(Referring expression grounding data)

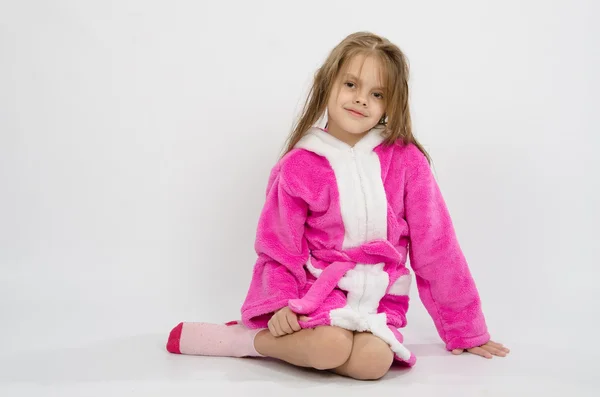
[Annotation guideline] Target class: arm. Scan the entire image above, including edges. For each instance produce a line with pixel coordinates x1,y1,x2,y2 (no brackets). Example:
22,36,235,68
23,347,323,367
404,146,490,351
240,163,309,328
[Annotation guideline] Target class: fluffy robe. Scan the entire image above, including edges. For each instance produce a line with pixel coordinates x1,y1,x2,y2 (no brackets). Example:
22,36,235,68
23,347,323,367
240,126,489,366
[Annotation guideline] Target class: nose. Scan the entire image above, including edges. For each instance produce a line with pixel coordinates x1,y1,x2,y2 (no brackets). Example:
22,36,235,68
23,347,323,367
353,91,368,106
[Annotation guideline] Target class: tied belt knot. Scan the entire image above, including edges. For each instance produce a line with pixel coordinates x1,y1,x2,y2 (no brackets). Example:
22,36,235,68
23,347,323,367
288,239,406,314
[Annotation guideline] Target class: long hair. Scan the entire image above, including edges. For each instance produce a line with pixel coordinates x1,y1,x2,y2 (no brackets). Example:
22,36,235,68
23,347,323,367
282,31,431,164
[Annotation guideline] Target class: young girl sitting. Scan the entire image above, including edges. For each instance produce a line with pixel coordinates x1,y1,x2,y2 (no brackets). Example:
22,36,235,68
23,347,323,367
165,31,509,381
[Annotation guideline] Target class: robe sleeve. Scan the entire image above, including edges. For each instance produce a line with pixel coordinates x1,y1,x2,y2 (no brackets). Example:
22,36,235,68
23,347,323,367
240,163,309,328
404,145,490,351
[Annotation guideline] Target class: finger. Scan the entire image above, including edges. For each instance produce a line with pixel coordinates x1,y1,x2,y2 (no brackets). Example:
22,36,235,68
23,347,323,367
298,315,310,322
277,314,290,336
488,345,507,357
468,347,493,359
271,316,284,337
268,319,279,337
487,341,510,353
487,341,507,349
481,345,506,357
286,312,301,332
451,349,463,355
278,315,293,335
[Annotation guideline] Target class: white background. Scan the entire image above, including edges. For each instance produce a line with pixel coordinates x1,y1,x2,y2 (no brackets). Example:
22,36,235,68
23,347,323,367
1,0,599,395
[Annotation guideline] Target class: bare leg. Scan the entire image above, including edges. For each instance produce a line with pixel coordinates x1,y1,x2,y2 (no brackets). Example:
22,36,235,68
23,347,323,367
254,326,354,370
331,332,394,380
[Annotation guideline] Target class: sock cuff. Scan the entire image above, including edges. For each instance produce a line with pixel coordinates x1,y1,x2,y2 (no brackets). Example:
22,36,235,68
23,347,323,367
249,327,266,357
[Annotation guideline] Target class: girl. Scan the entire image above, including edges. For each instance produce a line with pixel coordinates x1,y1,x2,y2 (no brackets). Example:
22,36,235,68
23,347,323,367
166,31,509,381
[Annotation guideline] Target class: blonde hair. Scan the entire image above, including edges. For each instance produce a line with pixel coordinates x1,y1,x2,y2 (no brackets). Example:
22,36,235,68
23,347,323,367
282,31,431,164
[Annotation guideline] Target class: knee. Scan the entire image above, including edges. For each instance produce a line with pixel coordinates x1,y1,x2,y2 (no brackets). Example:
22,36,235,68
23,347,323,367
346,338,394,380
307,326,354,370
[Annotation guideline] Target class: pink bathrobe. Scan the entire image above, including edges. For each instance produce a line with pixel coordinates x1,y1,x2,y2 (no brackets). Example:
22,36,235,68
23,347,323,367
240,126,490,366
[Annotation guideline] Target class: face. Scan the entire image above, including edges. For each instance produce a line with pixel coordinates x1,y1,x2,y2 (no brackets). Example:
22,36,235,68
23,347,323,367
326,54,386,143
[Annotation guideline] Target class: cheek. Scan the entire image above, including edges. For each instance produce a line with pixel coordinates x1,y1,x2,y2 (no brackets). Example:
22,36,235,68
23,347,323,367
327,92,341,110
335,90,354,105
372,102,385,119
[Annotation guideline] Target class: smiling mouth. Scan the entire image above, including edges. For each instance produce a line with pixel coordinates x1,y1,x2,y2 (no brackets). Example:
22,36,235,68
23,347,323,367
346,109,366,117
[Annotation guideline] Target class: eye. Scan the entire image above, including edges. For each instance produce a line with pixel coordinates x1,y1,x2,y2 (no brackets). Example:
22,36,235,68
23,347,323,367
344,82,355,88
373,92,384,99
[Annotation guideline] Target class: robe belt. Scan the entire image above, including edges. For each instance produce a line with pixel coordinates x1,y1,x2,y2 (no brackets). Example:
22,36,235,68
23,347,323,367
288,239,406,314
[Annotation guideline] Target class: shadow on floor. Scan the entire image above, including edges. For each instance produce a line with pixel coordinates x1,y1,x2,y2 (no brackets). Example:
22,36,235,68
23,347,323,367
0,334,441,384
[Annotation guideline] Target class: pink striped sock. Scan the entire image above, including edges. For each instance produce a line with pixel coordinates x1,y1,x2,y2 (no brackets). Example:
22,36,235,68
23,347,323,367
166,321,265,358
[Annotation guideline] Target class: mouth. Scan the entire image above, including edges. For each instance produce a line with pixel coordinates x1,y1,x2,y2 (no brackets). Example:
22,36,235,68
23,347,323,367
345,108,367,117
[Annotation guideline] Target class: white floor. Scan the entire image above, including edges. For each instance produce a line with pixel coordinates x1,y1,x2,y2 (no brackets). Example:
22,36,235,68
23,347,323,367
1,334,597,397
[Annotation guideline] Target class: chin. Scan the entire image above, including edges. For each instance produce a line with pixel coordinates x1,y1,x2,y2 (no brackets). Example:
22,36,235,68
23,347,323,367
328,111,380,135
339,121,378,135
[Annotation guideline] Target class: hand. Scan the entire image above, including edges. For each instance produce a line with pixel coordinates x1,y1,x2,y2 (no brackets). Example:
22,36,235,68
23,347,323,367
268,307,302,337
452,340,510,359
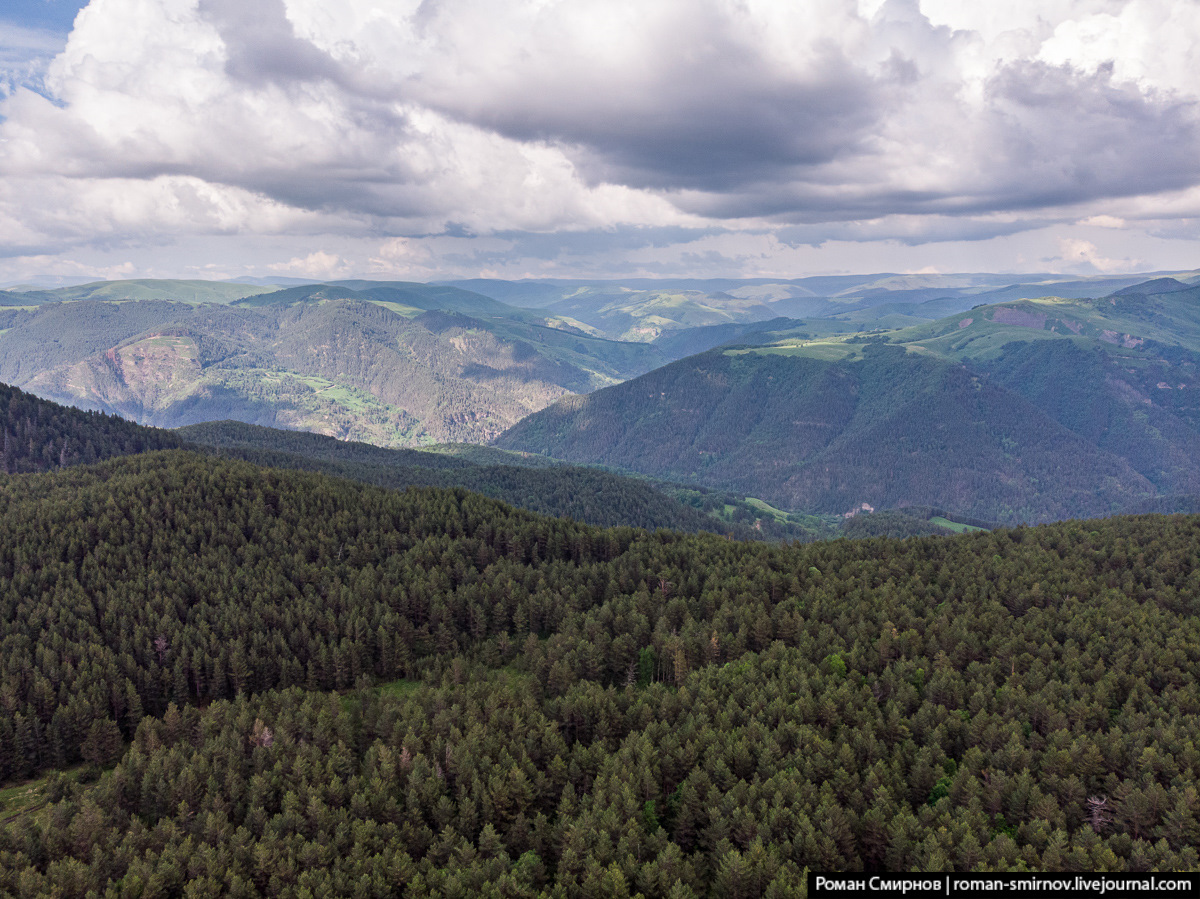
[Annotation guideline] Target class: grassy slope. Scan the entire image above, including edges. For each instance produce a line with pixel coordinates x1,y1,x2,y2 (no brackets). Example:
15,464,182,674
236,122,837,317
538,286,779,342
887,287,1200,495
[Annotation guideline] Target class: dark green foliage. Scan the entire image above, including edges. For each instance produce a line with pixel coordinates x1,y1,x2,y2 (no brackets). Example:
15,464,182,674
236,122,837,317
842,510,955,539
179,419,474,470
78,718,123,767
0,385,811,539
0,381,182,474
178,419,805,537
2,451,1200,887
638,648,657,688
975,338,1200,496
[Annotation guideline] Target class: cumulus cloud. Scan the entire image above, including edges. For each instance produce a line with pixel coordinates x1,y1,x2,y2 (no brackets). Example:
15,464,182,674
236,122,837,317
1055,237,1140,273
268,250,349,278
0,0,1197,276
1079,214,1126,228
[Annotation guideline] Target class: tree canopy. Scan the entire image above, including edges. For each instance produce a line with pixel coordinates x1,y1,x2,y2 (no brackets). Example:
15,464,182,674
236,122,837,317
2,451,1199,891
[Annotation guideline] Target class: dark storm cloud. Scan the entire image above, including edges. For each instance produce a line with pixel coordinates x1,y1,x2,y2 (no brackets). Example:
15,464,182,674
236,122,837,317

#### [Goal of the exercise]
Quote every record above exactly, leaving out the pictures.

#### [Expected answer]
[Annotation guideline] Target class: arm. Scan the entire image above, including edges. For each instance produce a line with pixel coordinates x1,y1,x2,y2 (no brackets). Example:
22,36,235,68
23,347,323,367
404,146,490,351
240,163,309,328
[Annotation guideline] Target class: fluffy robe. Scan the entire image above, including edges. For each instance produce a line with pixel coordinates x1,y1,x2,y2 (no brackets). Example:
22,36,235,68
23,347,323,367
240,126,489,366
[Annotation guideline] Target class: nose. Scan the entire image above, including edges. For each instance produce a line with pixel coordinates x1,y1,x2,y2 (no brackets). Example:
22,36,235,68
23,347,323,367
353,91,368,106
[Annotation guideline] Target class: tied belt knot. Scan the entire image above, including edges. For each instance produce a line with pixel coordinates x1,y1,x2,y2 (no brackets). Example:
22,36,235,68
23,347,323,367
288,239,406,314
[Annotation guideline] Target class: long hair. Scan the entire image above, including edges. For each instance produce a line with pixel coordinates x1,y1,x2,y2 (no brackets). Example:
22,36,235,68
23,347,323,367
282,31,431,164
[Annotation guideline] Target class: young girl sitting. Scan the entire image above, including edges. For each instance produce a line with pixel coordinates x1,y1,x2,y2 (no brackets). Example:
22,36,235,68
23,347,323,367
165,31,509,381
[Annotation guideline] Target class: robe sleeve. Scan the entire image above, including edges. For each instance produce a line with pixel coordinates x1,y1,x2,y2 (no brackets). Example:
22,36,235,68
23,347,323,367
240,163,309,328
404,145,490,351
[Annotation guideline] Target class: finger. Scan the entire image above, including edges. For each instance produce a line with pixel coordinates x1,y1,x2,y2 (no brackets). Example:
22,36,235,68
23,347,323,367
298,315,310,322
277,314,290,336
488,345,507,357
468,347,493,359
271,316,284,337
268,319,279,337
487,341,510,353
487,341,507,349
481,345,506,357
286,312,301,332
451,349,463,355
278,315,293,335
[Annotation guideline] Target class: white background. Scan the entire image above, including edges. For each instance produce a line with pixel coordinates x1,y1,x2,y2 (no brackets). Example:
22,36,235,68
23,347,323,367
1,0,599,395
[Annotation guideline] Target class: bare leg. Scan the entire image above, including edges. For each instance produce a line with pixel coordinates x1,y1,x2,y2 (no brackets). Example:
22,36,235,68
23,347,323,367
254,326,354,370
331,332,394,380
[Annotation guideline] Target class: sock cuff. Scan the entire image above, including edges. For each instance produce a line with pixel coordinates x1,y1,x2,y2 (no brackets). Example:
22,36,235,68
23,347,323,367
249,327,266,357
[Annotation guideline] Target class: girl. Scan the entire image above, including edges. For each instance produce a line with pixel coordinates x1,y1,x2,y2 (no brackets). Example:
22,36,235,68
23,347,323,367
166,31,509,381
[Annotation guideline] Target class: blonde hair. Scan the entire image above, including edges. For each instance produce a line with pixel coordinates x1,y1,x2,y2 (no brackets). Example:
22,36,235,68
23,347,323,367
282,31,431,164
[Annotation guideline] Target class: knee. Scan the entire image above, including edges. For each instance produce a line with pixel coordinates x1,y1,x2,y2 (no brackets). Example:
22,36,235,68
23,347,323,367
346,338,394,380
307,326,354,370
[Annotation guideline] Target class: pink bathrobe. Scan the entire image above, including edges. For each instance produce a line with pixel coordinates x1,y1,x2,y2 (no brackets). Example:
22,36,235,68
23,347,323,367
240,126,490,366
[Annotation guideline] Target class: face. Scan the entire image above, including edges. For each instance produce a line with pixel coordinates x1,y1,x2,y2 (no brackets). Example:
22,36,235,68
23,347,323,367
326,54,386,143
[Annotation guideline] Target class: cheek. Scan the entire image above, including edges. For each instance produce a line with pixel coordinates x1,y1,x2,y2 (no brackets). Example:
22,36,235,68
23,347,323,367
327,92,341,110
335,90,354,105
372,102,385,119
[Annotation guideline] Target class: smiling mouth. Scan the entire image above, including edges. For each instance produce a line with pixel coordinates x1,y1,x2,y2 (no brackets). Example:
22,36,235,68
23,347,323,367
346,109,366,117
[Annotation guideline] Target class: eye. Scan the entire image above, including edges. For each instance produce a line with pixel coordinates x1,y1,x2,y2 (no brackets). Example:
22,36,235,68
23,347,323,367
344,82,355,88
373,92,384,99
[Annotation guideline] Target class: robe belt. Scan the entire image above, including edges. For each instance produce a line with pixel coordinates x1,y1,x2,y2 (no brackets). Example:
22,36,235,68
23,347,323,367
288,239,406,314
[Annotation guideline] Target class: shadow on floor. Scan the entire image above, including edges. For each instance produce a line with pixel coordinates x1,y1,x2,y2 (no brackets). Example:
22,36,235,68
23,347,323,367
0,334,441,384
[Annotation guideline] Target class: pink striped sock. Scan the entire image above, including edges. For each instance produce a line with pixel coordinates x1,y1,x2,y2 (no brackets). Example:
22,36,235,68
23,347,323,367
166,321,265,358
[Annotation guideline] Target class: mouth. Scan the entire image above, including edges. For each instance produce a line with pixel coordinates x1,y1,x2,y2 (no brackets). Example:
22,36,235,68
23,347,323,367
345,108,367,117
[Annotation guideline] Target class: white floor. Scan the entire image above, including edges. For each instance produce a line with pixel coordinates x1,y1,x2,y2 (no brackets). Example:
22,36,235,68
23,347,323,367
1,334,597,397
[Annotation guideline] Target class: chin. Scan the entire image above, including edges. For each instance produce a line with pixel coordinates x1,y1,x2,y2 (no brackets). Example:
22,36,235,68
23,347,323,367
328,111,380,135
339,121,378,135
[Annotation guideline] Target class: hand. Scan the entire image above, including edges. For each instance produce a line with pixel coordinates x1,y1,x2,y2 (no brackets). Example:
22,36,235,68
23,347,323,367
268,307,302,337
452,340,510,359
[Annotation guideline] Target class: grassy slope. Scan the entire image above, including edges. For each instance produce a line with pixel coordinates x1,y1,x2,y2 (no brackets). Example:
15,464,182,674
236,122,837,317
538,286,779,342
887,287,1200,495
[Annotation guideline] Target class: dark green foliage. Scan the entire image above, including edges. For each instance produce a line with pixel coordinates x1,y1,x2,y2 (no brackets). Example:
15,464,182,674
236,122,837,317
842,510,955,539
179,419,474,470
78,718,123,767
0,385,811,539
0,381,182,474
178,419,805,537
2,451,1200,887
638,648,657,688
975,338,1200,496
[Annotation guideline] Target class: cumulus cloud. Scan the entire image above, including edges. For each instance produce a line with pixel coordinates x1,y1,x2,y2 (no brackets). Example:
15,464,182,674
236,122,837,317
1055,237,1140,273
268,250,349,278
0,0,1197,276
1079,214,1126,228
[Annotation guideline] Target class: tree canopy. Scan the entire image above, including edges. For each instance produce a line with pixel coordinates x1,y1,x2,y2 (no brackets). Example:
15,464,182,674
236,122,837,317
2,451,1199,891
[Annotation guideline] Target class: dark storm cloud. Scan the entire image above, including edges. For each instance produce a line with pixel coordinates x1,y1,x2,y2 (no brackets). Example:
15,464,182,674
236,122,837,317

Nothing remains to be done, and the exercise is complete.